Re the end of previous blog the medal reference was a joke but I actually ended up wearing a (chocolate) gold medal at the Corney and Barrow summer tasting. Unfortunately everyone was enjoying the evening so much that I haven’t got a picture of it! I am really bad at taking pics ,pretty unphotogenic, forgetful and try to be ‘in the moment’ rather than capturing it digitally. However, on this occasion it would be lovely to have a record of it as I scored highest in the blind tasting and won a case of very nice wine (result!).
About thirty of us pitched up the C and B in Paternoster square. I was joined by friends, Paul, Phil and Huw (also not pictured as too busy enjoying themselves) but it was an individual competition. Nicely warmed up by the house Blanc de Blancs a lovely ugni blend from Jura which is a steal at around a tenner we were led through the tasting by Joe Muller and colleagues. The first 6 wines weren’t blind. A Riesling from JJ Prum, Cakebread Sauvignon Blanc, Dampf Chablis, Fiano Masseria Bianca (all 2010), an unwooded Chardonnay from The Lane and Macizo from Benjamin Romero (both 09). The latter was most popular followed closely by the Chablis.
Then the real fun started. I love the challenge of tasting blind and am always heartened by the abysmal performance of experts in truly blind tastings. There were six wines and we had to identify the country of origin, the price point of the wine to the nearest fiver and, for a bonus point, the city and year in which the Olympics were held in that country. Being a psychologist I was attentive to the commentary and immediately knew the identity of the ‘best seller’ in front of us (Domaine de Saissac). I also nailed the 09 PSI from Pingus producer Peter Sisseck and an Achaval Ferrer Malbec. I did this without an obvious clue re the Malbec that tipped off the other tasters. But before I get too carried away with Sherlock Holmes comparisons I failed to notice the opening wine was a very light rose’ and thought it was an oxidised white… Despite this I managed to get 19 out of 24 points. Joe kindly coordinated celebrations with Muddy Water Pinot and the remains of the tasting bottles. A fun night.

● ● ● ● ● ● ●

▸ **What this exercise asks**:
[a] Rewrite everything in the wine tasting post from "Re the end of" down to "nice wine (result!).", changing "chocolate" to "marzipan".
[b] In the wine tasting post, how many points did the writer score in the blind tasting?
The items after the wine tasting post aren't needed for anything here.

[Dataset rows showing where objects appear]
● ● ● ● ● ● ●

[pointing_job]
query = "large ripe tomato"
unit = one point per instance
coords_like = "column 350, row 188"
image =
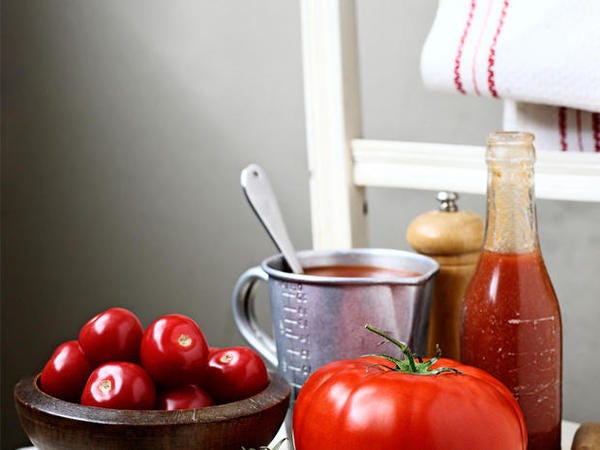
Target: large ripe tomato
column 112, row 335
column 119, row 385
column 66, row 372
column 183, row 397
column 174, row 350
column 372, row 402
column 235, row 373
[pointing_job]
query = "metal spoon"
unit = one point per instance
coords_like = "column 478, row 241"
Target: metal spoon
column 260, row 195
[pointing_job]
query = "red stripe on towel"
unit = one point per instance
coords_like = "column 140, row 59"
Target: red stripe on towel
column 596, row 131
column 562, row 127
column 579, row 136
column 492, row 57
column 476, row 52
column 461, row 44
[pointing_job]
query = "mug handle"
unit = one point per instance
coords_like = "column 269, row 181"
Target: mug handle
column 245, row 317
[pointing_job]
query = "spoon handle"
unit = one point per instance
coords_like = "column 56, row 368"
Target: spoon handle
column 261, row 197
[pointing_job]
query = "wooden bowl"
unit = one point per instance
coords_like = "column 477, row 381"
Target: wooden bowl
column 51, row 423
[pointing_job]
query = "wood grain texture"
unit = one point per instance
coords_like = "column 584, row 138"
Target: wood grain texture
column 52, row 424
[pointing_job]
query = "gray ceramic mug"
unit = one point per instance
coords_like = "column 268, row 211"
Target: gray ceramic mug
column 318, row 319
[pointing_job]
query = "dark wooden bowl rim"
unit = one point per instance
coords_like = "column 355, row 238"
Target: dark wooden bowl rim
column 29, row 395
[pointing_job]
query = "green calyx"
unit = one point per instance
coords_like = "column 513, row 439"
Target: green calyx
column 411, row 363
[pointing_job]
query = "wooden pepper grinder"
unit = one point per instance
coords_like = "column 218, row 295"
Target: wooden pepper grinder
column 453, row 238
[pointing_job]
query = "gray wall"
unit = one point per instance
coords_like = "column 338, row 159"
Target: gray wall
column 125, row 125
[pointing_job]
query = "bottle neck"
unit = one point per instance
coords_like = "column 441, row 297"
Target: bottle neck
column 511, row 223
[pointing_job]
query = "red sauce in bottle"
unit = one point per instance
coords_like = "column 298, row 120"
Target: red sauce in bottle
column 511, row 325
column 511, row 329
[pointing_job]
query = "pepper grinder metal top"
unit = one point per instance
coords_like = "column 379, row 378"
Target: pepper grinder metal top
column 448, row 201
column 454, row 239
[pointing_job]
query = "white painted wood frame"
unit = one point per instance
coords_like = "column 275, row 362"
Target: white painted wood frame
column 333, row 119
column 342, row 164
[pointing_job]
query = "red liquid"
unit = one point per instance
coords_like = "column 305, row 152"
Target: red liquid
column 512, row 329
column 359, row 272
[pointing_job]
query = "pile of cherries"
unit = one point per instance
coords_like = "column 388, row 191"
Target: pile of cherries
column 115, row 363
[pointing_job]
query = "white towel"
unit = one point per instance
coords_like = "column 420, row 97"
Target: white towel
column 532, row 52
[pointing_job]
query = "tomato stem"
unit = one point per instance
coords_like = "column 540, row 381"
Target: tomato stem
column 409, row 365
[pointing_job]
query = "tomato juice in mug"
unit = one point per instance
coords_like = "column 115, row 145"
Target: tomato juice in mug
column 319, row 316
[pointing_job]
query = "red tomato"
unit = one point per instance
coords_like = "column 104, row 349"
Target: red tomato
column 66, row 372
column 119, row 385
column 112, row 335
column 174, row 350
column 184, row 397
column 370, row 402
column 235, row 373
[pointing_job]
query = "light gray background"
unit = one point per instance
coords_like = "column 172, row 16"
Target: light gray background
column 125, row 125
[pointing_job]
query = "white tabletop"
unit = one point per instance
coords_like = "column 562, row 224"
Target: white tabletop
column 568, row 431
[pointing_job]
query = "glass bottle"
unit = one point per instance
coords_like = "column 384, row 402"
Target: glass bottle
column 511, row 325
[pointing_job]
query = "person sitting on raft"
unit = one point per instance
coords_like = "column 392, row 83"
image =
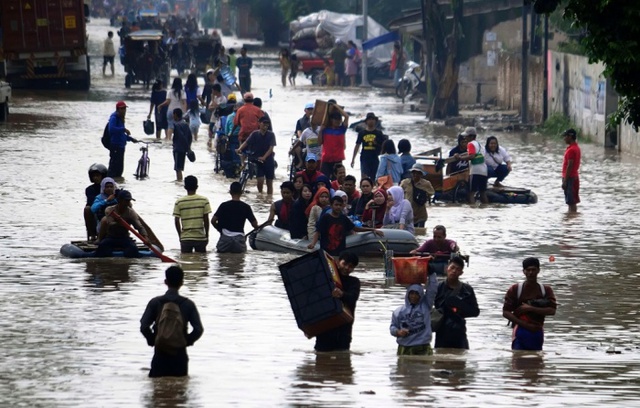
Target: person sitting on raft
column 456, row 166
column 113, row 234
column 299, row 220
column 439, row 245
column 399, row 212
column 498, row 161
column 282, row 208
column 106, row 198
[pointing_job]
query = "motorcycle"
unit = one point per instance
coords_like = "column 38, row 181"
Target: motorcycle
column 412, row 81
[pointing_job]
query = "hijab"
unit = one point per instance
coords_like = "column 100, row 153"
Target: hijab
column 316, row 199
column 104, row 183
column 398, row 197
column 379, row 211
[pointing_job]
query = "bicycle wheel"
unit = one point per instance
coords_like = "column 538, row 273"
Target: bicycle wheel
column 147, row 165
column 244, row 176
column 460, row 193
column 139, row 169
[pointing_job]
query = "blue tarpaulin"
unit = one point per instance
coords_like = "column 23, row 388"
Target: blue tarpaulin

● ● ● ● ● ● ●

▸ **Exercise results**:
[a]
Re the end of previous blog the medal reference was a joke but I actually ended up wearing a (marzipan) gold medal at the Corney and Barrow summer tasting. Unfortunately everyone was enjoying the evening so much that I haven’t got a picture of it! I am really bad at taking pics ,pretty unphotogenic, forgetful and try to be ‘in the moment’ rather than capturing it digitally. However, on this occasion it would be lovely to have a record of it as I scored highest in the blind tasting and won a case of very nice wine (result!).

[b] 19 out of 24 points.